Wrestling für Einsteiger, Folge 1: Was Sie schon immer über Wrestling wissen wollten

Unser Autor Marcel Durer ist hartgesottener Wrestlingfan. Hier beantwortet er als solcher Fragen übers Wrestling von Leuten, die (noch) nichts damit anfangen können.

Ich bin ein Wrestlingfan, und finde das keinesfalls merkwürdig. Andere Menschen offenbar schon. Diejenigen, zum Beispiel, die skeptisch die Augenbraue hochziehen oder amüsiert grinsen, wenn ich auch nur das Wort Wrestling ausspreche. Ich würde sagen, diese Menschen verpassen etwas. Mehr als einmal habe ich Freunde und Bekannte dazu gebracht, Wrestling eine Chance zu geben und viele von ihnen schauen noch immer regelmäßig die Shows.
Hier also meine Mission für mehr Verständnis: Ich versuche Wrestling so zu erklären, damit auch jeder, der weder Ahnung davon noch Bock darauf hat, versteht, was es ist, worum es geht und worin der Reiz besteht. Dafür habe ich Fragen von Menschen gesammelt, die wenig bis keine Ahnung vom Wrestling haben. Ich bin zwar selber kein Wrestler, ich habe aber mehr Ahnung vom Wrestling als der Durchschnittsfan. Ich versuche derzeit eine eigene Wrestlingshow auf die Beine zu stellen, habe bereits für eine andere Show geschrieben, bin mit einigen Wrestlern befreundet und in meiner Schreibtischschublade wartet ein fast fertiges Manuskript über die Ursprünge des Wrestlings. Ich verbringe gut und gerne 9 Stunden pro Woche damit, mich über die neusten Entwicklungen auf dem Laufenden zu halten. Ich denke, das sollte ausreichen, um Neueinsteigern diesen wunderbaren Sport etwas näher zu bringen.

**ZU LÖSENDE AUFGABEN:**
A – Beantworten Sie zum Text über Wrestling die folgenden Fragen:
(i) Wie heißt der Autor?
(ii) Wie viele Stunden pro Woche verbringt der Autor damit, sich über die neuesten Entwicklungen auf dem Laufenden zu halten?
(iii) Was wartet in der Schreibtischschublade des Autors?
B – Geben Sie den Abschnitt aus dem Text über Wrestling wortgetreu wieder, und zwar zwischen „Ich bin ein“ und „regelmäßig die Shows.“, beide Stellen eingeschlossen.
C – Führen Sie den Text über Wrestling im Anschluss an seinen letzten Satz weiter.

**EXTRAHIERTE DATEN:**

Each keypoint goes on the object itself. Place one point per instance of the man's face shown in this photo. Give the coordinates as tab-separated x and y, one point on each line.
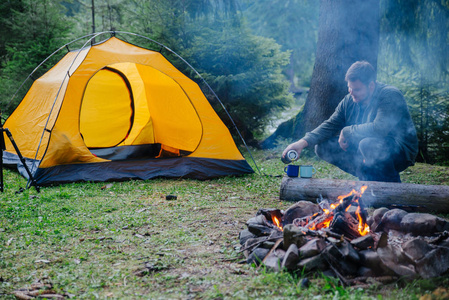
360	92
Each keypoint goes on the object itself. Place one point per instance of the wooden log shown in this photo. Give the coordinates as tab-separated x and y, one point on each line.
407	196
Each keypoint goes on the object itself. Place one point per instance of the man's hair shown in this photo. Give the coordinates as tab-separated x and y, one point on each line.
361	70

...

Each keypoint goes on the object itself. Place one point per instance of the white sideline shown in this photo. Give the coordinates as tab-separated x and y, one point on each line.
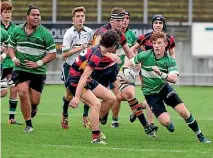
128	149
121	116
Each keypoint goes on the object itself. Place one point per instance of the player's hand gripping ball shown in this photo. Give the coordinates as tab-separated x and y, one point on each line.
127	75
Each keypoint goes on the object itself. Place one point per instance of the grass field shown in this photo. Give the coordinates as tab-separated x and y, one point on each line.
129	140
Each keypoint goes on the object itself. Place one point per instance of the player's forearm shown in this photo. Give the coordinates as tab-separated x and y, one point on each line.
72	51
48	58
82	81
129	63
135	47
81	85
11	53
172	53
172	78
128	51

==

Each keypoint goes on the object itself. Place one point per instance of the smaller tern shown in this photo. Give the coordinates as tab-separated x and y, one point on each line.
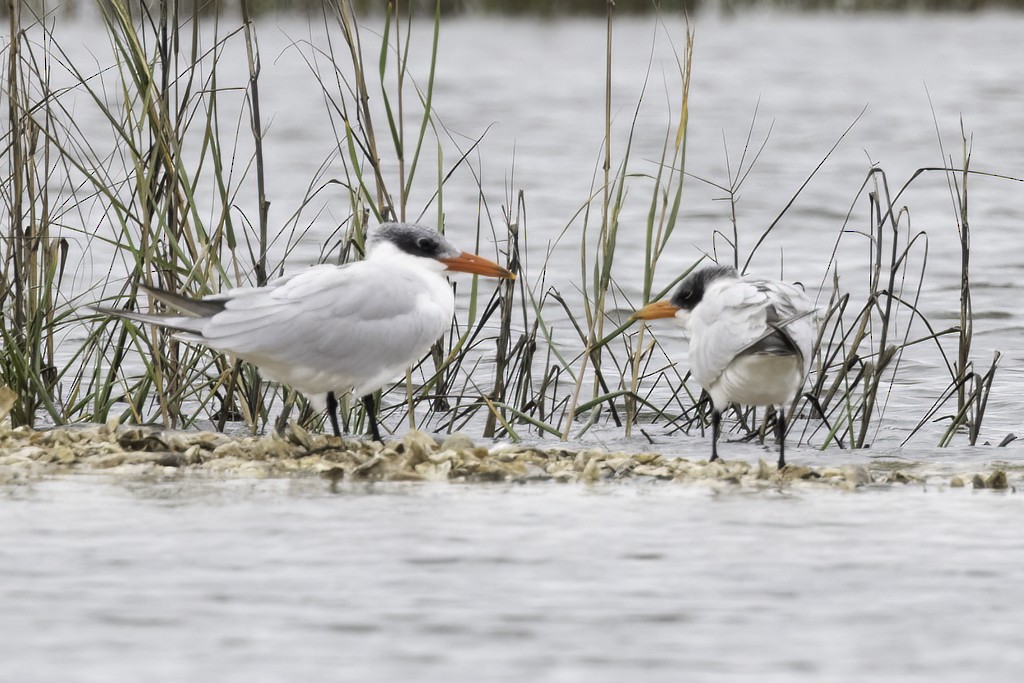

**ERGEBNISSE JE AUFGABE:**
A –
(i) Marcel Durer
(ii) Gut und gerne 9 Stunden
(iii) Ein fast fertiges Manuskript über die Ursprünge des Wrestlings

B –
Ich bin ein Wrestlingfan, und finde das keinesfalls merkwürdig. Andere Menschen offenbar schon. Diejenigen, zum Beispiel, die skeptisch die Augenbraue hochziehen oder amüsiert grinsen, wenn ich auch nur das Wort Wrestling ausspreche. Ich würde sagen, diese Menschen verpassen etwas. Mehr als einmal habe ich Freunde und Bekannte dazu gebracht, Wrestling eine Chance zu geben und viele von ihnen schauen noch immer regelmäßig die Shows.

C –
Ist schon im Vorfeld entschieden, wer gewinnt? Wenn ja – was soll dann daran spannend sein?

Im Wrestling steht für alle Beteiligten – außer für das Publikum – fest, wer den jeweiligen Kampf gewinnt. Dies ermöglicht den beiden Wrestlern, eine Geschichte im Ring zu erzählen um den Kampf so spannend wie möglich zu gestalten. Eine Wrestlingshow besteht auch nicht nur aus einem solcher Kämpfe – meist sind es vier bis sieben, zwischen denen oft genug noch Interviews, Herausforderungen oder andere Showeinlagen stattfinden, in denen auch wieder Storys voran getrieben werden. Denn im Kern geht es beim Wrestling um Geschichten. Man kann es vielleicht als eine Mischung aus Sport, Improvisationstheater und Comics betrachten.
Als Wrestlingfan interessiert mich natürlich auch die Action im Ring. Aber es macht fast noch mehr Spaß zu sehen, wie sich Geschichten un Rivalitäten weiter entwickeln. Gerade dadurch, dass eine bereits vorgeplante Handlung sich abspielt, hat Wrestling mehr mit einer Serie oder einem Film gemein als mit Sport.

Wissen die Zuschauer vor Ort, dass es „nur Show“ ist? Die reagieren immer so überrascht!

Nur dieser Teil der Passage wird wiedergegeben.